Start
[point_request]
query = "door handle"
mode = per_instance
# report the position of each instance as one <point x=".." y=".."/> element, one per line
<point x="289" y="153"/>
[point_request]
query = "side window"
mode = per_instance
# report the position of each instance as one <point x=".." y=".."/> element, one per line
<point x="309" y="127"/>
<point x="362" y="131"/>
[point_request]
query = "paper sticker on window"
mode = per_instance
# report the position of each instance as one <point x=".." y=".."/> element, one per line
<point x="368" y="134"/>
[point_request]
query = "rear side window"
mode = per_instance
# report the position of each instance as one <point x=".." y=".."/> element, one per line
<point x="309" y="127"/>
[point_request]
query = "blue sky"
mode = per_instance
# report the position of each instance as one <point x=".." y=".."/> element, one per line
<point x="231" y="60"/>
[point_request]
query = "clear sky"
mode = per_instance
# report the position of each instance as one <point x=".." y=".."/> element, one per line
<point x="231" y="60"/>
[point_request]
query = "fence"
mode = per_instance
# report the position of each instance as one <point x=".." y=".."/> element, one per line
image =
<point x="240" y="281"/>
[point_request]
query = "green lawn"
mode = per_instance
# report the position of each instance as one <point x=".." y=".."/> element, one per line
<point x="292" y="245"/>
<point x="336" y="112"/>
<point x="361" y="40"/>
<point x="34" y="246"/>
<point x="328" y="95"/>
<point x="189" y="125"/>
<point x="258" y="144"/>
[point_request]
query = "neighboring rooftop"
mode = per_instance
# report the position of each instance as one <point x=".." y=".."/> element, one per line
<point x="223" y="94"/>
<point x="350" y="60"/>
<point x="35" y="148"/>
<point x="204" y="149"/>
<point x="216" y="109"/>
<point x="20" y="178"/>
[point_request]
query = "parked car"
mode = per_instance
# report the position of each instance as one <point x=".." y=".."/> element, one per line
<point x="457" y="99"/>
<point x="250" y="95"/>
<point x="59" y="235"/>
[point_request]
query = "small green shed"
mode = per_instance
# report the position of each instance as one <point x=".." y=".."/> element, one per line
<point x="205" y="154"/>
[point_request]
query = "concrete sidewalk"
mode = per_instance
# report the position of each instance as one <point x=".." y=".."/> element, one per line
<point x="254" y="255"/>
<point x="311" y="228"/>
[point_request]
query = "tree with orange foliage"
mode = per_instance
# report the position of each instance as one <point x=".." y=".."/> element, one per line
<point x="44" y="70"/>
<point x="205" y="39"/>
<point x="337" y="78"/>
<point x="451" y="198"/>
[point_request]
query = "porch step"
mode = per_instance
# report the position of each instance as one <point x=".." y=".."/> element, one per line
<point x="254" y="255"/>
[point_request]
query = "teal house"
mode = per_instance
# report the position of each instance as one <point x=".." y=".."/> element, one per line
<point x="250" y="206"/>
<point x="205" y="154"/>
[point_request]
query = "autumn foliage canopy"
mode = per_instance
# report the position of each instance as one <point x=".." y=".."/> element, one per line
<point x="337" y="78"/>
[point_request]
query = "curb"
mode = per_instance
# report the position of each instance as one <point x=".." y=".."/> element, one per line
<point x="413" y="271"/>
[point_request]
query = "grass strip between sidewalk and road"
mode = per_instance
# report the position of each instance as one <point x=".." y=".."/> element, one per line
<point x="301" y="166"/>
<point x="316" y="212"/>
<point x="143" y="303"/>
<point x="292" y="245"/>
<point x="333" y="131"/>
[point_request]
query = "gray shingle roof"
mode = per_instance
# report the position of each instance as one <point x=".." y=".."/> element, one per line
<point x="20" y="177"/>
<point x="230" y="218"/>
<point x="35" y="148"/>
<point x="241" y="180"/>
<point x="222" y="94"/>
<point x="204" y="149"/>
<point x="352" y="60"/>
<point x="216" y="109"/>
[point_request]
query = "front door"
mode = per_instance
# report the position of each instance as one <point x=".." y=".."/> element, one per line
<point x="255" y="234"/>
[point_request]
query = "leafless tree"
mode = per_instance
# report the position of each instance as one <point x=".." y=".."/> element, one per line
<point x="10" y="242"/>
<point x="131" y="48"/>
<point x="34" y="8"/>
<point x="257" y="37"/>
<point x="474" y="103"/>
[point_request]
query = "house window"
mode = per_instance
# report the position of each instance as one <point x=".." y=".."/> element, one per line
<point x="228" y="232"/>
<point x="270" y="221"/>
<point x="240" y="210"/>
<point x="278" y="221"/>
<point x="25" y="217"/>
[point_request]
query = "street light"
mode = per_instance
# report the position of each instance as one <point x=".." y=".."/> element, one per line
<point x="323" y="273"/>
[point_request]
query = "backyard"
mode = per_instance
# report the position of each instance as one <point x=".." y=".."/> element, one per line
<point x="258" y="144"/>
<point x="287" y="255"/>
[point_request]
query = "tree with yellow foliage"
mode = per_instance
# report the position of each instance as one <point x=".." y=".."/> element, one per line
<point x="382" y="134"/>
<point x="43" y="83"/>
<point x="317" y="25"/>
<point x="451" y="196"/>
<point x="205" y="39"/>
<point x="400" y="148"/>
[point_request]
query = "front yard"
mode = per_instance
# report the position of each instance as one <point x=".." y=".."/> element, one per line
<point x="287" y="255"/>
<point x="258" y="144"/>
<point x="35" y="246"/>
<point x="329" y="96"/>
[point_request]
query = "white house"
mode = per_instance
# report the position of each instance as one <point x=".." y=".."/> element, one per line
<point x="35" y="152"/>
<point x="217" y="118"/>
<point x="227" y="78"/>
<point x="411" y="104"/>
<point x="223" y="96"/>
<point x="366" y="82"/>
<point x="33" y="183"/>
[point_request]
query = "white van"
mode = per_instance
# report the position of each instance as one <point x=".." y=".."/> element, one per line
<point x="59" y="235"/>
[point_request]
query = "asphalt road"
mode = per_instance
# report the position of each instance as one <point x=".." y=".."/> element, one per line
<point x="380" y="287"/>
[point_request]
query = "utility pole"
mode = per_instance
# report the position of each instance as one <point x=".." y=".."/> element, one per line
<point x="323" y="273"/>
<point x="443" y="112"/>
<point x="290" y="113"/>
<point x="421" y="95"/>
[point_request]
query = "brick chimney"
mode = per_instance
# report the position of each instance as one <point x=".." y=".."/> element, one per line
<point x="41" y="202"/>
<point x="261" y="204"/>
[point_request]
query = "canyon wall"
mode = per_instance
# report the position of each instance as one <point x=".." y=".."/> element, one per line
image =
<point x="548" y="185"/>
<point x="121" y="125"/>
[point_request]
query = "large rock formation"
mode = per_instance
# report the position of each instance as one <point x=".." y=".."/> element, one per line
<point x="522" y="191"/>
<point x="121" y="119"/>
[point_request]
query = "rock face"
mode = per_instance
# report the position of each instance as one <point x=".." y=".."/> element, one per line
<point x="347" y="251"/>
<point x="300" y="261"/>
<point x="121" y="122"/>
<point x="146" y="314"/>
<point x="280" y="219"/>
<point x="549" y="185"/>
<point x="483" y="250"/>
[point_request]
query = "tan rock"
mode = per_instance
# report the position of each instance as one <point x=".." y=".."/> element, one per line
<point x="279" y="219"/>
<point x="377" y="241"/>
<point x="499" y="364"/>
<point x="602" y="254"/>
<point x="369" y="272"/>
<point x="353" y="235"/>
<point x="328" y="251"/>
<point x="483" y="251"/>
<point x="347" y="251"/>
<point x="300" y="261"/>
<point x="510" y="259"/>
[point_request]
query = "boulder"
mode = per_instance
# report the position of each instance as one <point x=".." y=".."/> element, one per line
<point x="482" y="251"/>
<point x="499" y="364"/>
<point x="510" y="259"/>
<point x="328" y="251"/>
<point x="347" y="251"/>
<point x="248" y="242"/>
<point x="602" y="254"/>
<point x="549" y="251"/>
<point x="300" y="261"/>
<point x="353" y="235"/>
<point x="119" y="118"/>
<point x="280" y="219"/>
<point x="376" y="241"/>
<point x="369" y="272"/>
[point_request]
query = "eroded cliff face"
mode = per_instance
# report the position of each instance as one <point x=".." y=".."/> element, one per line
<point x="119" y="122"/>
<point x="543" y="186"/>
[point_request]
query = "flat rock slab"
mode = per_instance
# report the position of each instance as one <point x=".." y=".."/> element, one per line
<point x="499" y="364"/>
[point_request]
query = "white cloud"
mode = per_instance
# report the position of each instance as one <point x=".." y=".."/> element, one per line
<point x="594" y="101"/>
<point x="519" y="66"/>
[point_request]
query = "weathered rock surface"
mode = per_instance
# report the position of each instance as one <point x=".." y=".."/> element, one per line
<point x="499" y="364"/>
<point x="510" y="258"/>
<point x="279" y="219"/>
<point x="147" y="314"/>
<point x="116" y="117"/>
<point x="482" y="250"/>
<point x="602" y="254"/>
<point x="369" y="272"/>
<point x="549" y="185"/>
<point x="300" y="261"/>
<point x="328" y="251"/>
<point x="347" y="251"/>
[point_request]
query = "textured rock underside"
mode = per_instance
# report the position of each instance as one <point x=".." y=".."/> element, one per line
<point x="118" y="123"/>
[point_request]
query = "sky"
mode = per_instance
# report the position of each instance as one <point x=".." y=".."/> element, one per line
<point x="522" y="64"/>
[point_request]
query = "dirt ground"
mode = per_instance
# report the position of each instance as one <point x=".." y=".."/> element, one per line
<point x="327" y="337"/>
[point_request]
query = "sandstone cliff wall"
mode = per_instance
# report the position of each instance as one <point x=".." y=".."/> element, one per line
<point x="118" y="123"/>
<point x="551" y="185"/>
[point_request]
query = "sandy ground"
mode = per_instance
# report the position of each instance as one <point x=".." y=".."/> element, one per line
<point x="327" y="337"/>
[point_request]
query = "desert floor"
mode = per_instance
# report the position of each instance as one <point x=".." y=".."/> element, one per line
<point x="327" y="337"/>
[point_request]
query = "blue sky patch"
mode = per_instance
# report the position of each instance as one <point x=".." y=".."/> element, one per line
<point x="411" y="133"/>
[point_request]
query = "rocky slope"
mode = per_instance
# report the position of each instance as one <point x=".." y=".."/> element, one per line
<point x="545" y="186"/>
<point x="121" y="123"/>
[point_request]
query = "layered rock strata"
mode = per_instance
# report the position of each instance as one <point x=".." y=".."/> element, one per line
End
JOB: Count the lines above that contain the string "white", treating uppercase and lowercase as different. Reply with the number alone.

ANSWER FOR THE TASK: 3